Task instructions
Every record is to be transcribed exactly as written.
====== Records for the task ======
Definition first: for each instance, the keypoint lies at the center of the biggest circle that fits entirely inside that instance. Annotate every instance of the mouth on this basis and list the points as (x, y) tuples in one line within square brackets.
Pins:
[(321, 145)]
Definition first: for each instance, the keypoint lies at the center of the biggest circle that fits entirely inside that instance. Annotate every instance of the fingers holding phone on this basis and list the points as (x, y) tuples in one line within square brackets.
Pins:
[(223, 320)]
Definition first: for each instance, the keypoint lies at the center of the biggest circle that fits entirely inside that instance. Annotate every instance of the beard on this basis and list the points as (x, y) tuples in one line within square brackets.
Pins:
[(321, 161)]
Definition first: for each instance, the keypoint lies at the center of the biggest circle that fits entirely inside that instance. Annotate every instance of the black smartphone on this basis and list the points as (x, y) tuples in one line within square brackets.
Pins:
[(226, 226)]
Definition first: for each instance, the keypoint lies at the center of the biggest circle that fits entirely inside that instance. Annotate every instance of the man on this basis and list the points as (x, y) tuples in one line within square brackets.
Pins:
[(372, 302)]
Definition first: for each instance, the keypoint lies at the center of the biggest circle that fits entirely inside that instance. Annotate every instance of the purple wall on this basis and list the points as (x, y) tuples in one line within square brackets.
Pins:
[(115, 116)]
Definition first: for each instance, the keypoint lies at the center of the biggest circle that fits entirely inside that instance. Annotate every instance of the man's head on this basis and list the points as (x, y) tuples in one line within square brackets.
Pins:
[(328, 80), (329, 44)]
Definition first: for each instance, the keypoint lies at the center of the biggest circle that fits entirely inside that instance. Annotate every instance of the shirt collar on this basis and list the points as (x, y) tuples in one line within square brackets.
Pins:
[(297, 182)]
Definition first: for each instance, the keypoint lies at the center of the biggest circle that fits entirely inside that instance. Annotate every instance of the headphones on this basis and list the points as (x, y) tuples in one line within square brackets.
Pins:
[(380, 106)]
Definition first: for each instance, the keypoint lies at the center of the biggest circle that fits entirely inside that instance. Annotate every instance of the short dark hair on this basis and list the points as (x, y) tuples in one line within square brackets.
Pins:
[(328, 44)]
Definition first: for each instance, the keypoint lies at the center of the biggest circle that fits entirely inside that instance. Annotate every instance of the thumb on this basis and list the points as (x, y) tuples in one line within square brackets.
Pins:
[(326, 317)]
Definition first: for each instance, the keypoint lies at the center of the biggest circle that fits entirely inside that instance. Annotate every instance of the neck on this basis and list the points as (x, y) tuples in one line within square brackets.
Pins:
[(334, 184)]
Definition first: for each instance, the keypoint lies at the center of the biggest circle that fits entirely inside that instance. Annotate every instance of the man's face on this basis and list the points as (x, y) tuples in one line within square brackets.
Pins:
======
Result for this exercise
Definition first: for each instance, the keypoint lies at the center of the biggest circle that fits entirely inside that instance. Annotate every instance of the mouth on this basis and list the points as (x, y) tuples in one line within square brackets.
Pins:
[(321, 145)]
Definition first: for each instance, the keypoint lies at the center of the biggest circle that fits entirely inside that instance. Annotate every instance of the fingers holding phone on this basis and list the points as (x, y) tuples in one line within square brackets.
Pins:
[(223, 320)]
Definition first: for each instance, the keypoint lies at the center of the biggest circle that fits entirely inside that instance. Annotate every instance of the beard on this basis and list the points as (x, y) tuples in one line within square brackets.
Pins:
[(321, 161)]
Definition first: for each instance, the keypoint lies at the center of the biggest circle that fits entirely inside that instance. Annotate every instance of the black smartphone on this basis and list the points as (x, y) tuples in one line within square brackets.
Pins:
[(226, 226)]
Definition first: for each instance, the keypoint lies at the center of the biggest circle that fits entirely inside that instance. Annotate every instance of the man on this basis and list the points as (x, y) tuples in one line within square brackets.
Pins:
[(372, 302)]
Definition first: for each instance, the keypoint lies at the center of the biggest circle that fits entirely inside that instance. Annotate every instance of the purple wall on this basis and list the points as (x, y) tuples in one line within square brackets.
Pins:
[(115, 116)]
Definition first: for each instance, the keypoint lies at the center of the biggest circle that fits entirely inside that instance. Annotate every instance of the man's head on this basis and list the points as (x, y) tuples in one line within square brackets.
Pins:
[(328, 80), (329, 44)]
Definition first: for each instance, the keypoint lies at the center of the biggest circle that fits entirely inside that instance. Annotate every instance of the shirt collar on this basis and list the points as (x, y) tuples in one line within square brackets.
Pins:
[(297, 182)]
Definition first: for each instance, the keypoint lies at the center of the biggest circle that fits entirely inside that instance. Annotate every instance of the headphones on this basis and list the points as (x, y) tuples in one line within square brackets.
Pins:
[(380, 106)]
Definition first: for each instance, the keypoint lies at the center of the biggest circle that fits entirely inside that instance. Annotate every instance of the short dark hair on this basis and list the points as (x, y) tuples in one line within square brackets.
Pins:
[(328, 44)]
Definition first: for each instance, the keypoint lies at the center of the biggest circle that fits entirely inside that instance. Annotate every instance of the thumb on this basis and list the points as (x, y) tuples in one line within square brackets.
Pins:
[(326, 317)]
Definition first: for each instance, the keypoint lies at the center of the biggest circle that fits entirely inside that instance. Annotate every instance of the neck on this basis and list the points as (x, y) tuples in one line within square brackets.
Pins:
[(334, 184)]
Definition first: for each instance, the keypoint lies at the center of the biggest circle that fits entirely inside that instance. Annotate every instance of the man's face on this basis and list the points as (x, y) tuples in one line within square brackets.
Pins:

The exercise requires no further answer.